Problem A:
Give the stretch of the listing from the line containing "Question. For each instance of the beige" through the listing's last line as a numbered list, leaving out blank lines.

Text:
For example, here's an example Entrezgene-Set:

http://eutils.ncbi.nlm.nih.gov/entrez/eutils/efetch.fcgi?db=gene&id=3014,85235&rettype=asn1&retmode=text

which used to be the same as a concatenation of:

http://eutils.ncbi.nlm.nih.gov/entrez/eutils/efetch.fcgi?db=gene&id=3014&rettype=asn1&retmode=text
http://eutils.ncbi.nlm.nih.gov/entrez/eutils/efetch.fcgi?db=gene&id=85235&rettype=asn1&retmode=text

This is something new. I don't know exactly when it was introduced but
must have been sometime in the last 2 months.

I don't know about other programming languages, but at least in Perl
there is no module able to parse this files. I have already contacted
the author of the module responsible for reading the non-set
Entrezgene with a patch but who knows when it will made available. The
only workaround is to make multiple requests, one for each UID, which
will obviously annoy your servers.

Data for this exercise:
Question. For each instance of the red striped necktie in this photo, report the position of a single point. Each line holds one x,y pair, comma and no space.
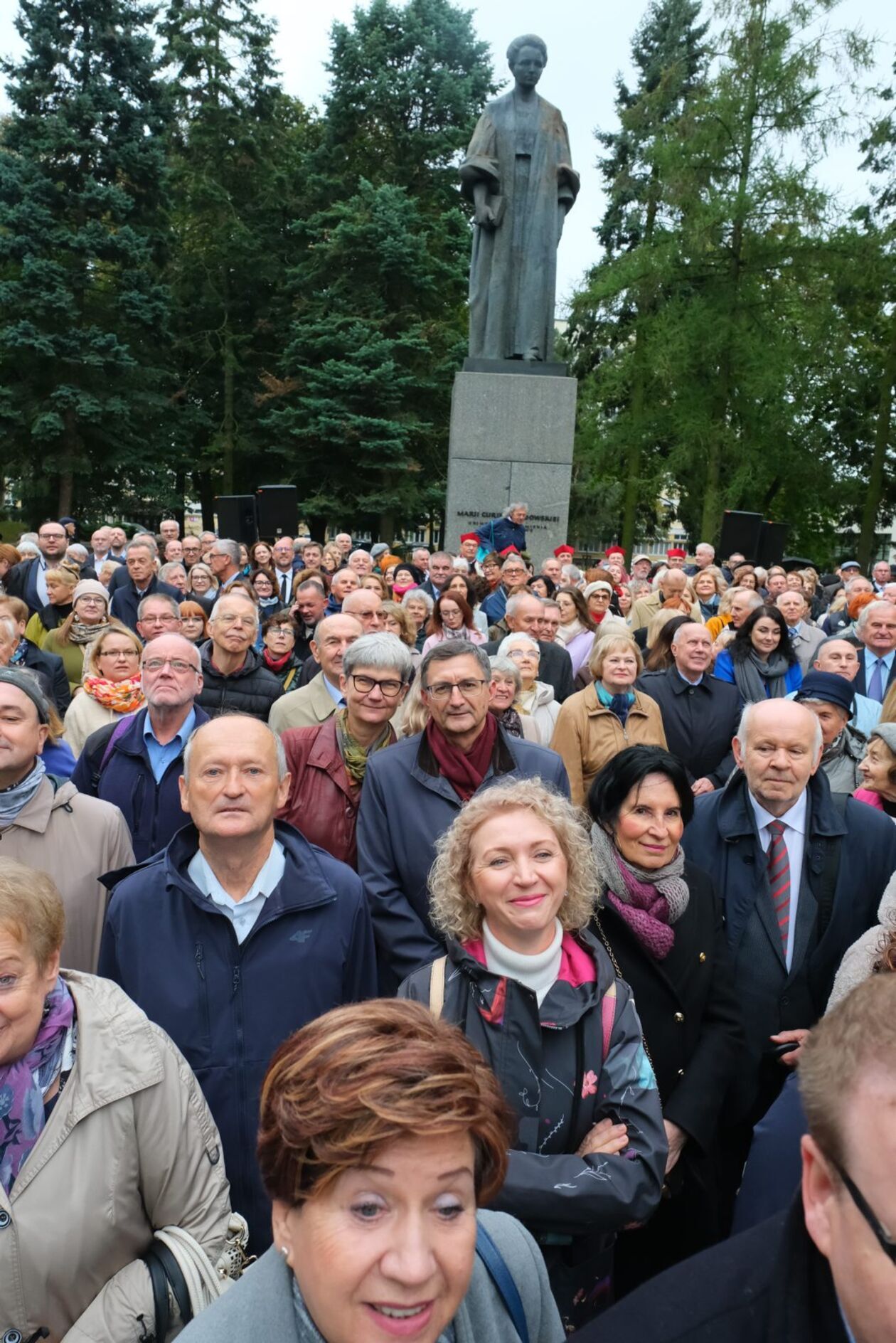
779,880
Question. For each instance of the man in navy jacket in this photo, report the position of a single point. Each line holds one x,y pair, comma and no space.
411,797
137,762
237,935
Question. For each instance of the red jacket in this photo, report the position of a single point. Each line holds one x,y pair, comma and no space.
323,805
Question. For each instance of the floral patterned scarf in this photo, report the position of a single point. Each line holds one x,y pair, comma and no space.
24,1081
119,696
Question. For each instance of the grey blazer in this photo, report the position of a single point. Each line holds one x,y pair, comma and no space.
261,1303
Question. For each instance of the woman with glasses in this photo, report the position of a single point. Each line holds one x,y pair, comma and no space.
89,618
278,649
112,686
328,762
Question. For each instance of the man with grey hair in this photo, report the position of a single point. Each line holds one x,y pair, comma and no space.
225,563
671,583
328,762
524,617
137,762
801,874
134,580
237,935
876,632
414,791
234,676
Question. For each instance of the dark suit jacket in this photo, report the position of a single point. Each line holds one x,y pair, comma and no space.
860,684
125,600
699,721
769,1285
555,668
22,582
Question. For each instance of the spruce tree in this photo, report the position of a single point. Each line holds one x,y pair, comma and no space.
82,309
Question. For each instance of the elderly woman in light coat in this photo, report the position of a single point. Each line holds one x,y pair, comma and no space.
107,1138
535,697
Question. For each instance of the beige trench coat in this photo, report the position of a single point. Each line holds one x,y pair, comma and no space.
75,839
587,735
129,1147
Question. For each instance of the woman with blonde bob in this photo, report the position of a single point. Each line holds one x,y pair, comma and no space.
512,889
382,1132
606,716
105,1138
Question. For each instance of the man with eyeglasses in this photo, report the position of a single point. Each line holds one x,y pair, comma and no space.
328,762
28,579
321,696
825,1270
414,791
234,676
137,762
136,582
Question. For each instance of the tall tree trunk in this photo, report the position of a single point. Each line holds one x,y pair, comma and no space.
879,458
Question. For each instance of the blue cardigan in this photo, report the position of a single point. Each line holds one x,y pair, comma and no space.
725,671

Problem B:
According to the text, what is the only workaround for the lack of a Perl module that can parse these files?

Task output A:
1. Question. For each instance of the beige trench coat in this photo, report the position of a single point. Each line holds one x,y pair, comma and no space.
2. 75,839
3. 587,735
4. 129,1147
5. Question. For each instance of the woman with blonde bob in this photo, report the position of a single point. Each line holds one x,y pair, comma and no space.
6. 512,889
7. 382,1132
8. 606,716
9. 105,1138
10. Question. For each instance of the man with eyeglasses in this photo, report the position of a single point. Each line holds one x,y pair, comma and no space.
11. 328,762
12. 28,579
13. 321,696
14. 825,1270
15. 414,791
16. 234,676
17. 137,762
18. 136,582
19. Question. For each instance of the tall tree trunk in this photo, report the position of a single point. Each line holds one x,y pair, comma and no space.
20. 879,458
21. Question. For each instance of the blue cardigan in this photo, report the position of a single point. Each line holds one x,y pair, comma and no space.
22. 725,671

Task output B:
Making multiple requests, one for each UID.